*SOURCE*:

■ ■ ■ ■ ■ ■ ■

2) Flotation devices attached to the booster = extra payload. It would be the canvas/dinghys AND compressed gas canisters for inflating them. This is arguably (a lot?) more weight than just landing struts + fins. Any extra payload on a rocket represents a massive cost and means less stuff you can haul for paying customers.

3 comments

In addition to that the vehicle is extremely weak when lying on its side. I should think there's a good chance the tanks could be damaged by waves bending the vehicle.
Correct. Also the terminal velocity even with a parachute can be high, and if you hit a rising wave, even more.

Actually parachuting and fishing the stage from the sea was their first idea, but they never recovered a single stage that way, and moved to active controlled recovery, which is much much much better in my opinion.

Flotation devices attached to the booster = extra payload

Yes, but how much extra fuel does the rocket have to carry to land? That's a ton of extra payload as well.

Estimates I've heard say 15% loss of payload mass for a barge landing, 30% for land.
What do you mean by "loss of payload mass"? If the rocket lands on a barge it has to reduce it's payload by 15%?

Any ideas why it's higher on land? Seems like it wouldn't differ that much.

■ ■ ■ ■ ■ ■ ■

*MATERIAL*:
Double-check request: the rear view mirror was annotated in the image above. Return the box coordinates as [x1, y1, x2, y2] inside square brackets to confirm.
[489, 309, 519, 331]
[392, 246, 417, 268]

■ ■ ■ ■ ■ ■ ■

*WHAT YOU HAVE TO DO*: From the booster-recovery discussion, list every piece of hardware it names that would be carried on the booster itself to help bring it back.

*SOLUTION TO THE EXERCISE*:
- canvas/dinghys
- compressed gas canisters
- landing struts
- fins
- parachute